Le calme a prévalu jeudi à Kinshasa, où la question des funérailles des dizaines de victimes des violences de lundi et mardi a commencé à faire l'objet de récupération politique après la polémique au sujet du bilan de ces heurts.
La circulation est restée cependant inhabituellement fluide et beaucoup de boutiques sont restées fermées.
Le bilan officiel des 48 heures de pillages et d'affrontements entre forces de l'ordre et jeunes réclamant le départ du président Joseph Kabila est de 32 morts.
Ce chiffre est contesté par l'Union pour la démocratie et le progrès social (UDPS), parti d'opposition historique en République démocratique du Congo, pour qui ces violences, les pires qu'ait connues Kinshasa depuis janvier 2015, ont fait "plus de 100 morts".
• • • • • • •
ÉNONCÉ DU PROBLÈME:
Ces trois affirmations concordent-elles avec l'article sur Kinshasa ? Répondez à chacune par oui ou par non, puis citez les mots exacts de l'article qui tranchent.
1. Le bilan officiel des violences s'élève à 32 morts.
2. Jeudi, la circulation était dense à Kinshasa.
3. Selon l'UDPS, les violences ont fait plus de 100 morts.

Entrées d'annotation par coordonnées
• • • • • • •
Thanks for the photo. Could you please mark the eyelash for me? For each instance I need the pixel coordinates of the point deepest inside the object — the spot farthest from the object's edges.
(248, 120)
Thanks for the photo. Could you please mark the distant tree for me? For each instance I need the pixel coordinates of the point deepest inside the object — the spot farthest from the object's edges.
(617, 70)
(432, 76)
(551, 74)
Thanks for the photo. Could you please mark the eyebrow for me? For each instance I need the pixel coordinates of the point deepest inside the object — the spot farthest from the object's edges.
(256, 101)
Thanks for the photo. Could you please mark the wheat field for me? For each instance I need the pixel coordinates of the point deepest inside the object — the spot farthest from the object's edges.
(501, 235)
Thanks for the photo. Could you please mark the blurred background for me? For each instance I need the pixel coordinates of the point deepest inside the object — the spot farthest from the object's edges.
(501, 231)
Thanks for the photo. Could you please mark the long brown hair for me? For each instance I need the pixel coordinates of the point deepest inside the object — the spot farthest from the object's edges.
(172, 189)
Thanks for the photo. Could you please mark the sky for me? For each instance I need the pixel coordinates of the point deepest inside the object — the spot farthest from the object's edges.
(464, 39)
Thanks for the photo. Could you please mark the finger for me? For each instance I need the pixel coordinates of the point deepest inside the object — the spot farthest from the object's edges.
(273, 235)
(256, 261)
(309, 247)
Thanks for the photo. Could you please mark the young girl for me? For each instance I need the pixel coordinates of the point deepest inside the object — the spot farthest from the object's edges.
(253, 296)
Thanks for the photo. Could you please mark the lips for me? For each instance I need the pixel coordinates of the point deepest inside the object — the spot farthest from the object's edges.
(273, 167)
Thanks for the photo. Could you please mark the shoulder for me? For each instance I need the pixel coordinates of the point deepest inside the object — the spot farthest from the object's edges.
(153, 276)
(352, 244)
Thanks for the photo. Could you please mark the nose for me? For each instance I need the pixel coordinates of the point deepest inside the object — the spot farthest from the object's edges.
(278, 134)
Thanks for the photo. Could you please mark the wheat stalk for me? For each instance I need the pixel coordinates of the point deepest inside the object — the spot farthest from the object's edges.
• • • • • • •
CORRIGÉ DE L'EXERCICE:
1. Oui : « Le bilan officiel des 48 heures de pillages et d'affrontements entre forces de l'ordre et jeunes réclamant le départ du président Joseph Kabila est de 32 morts. »
2. Non : « La circulation est restée cependant inhabituellement fluide »
3. Oui : « ont fait "plus de 100 morts" »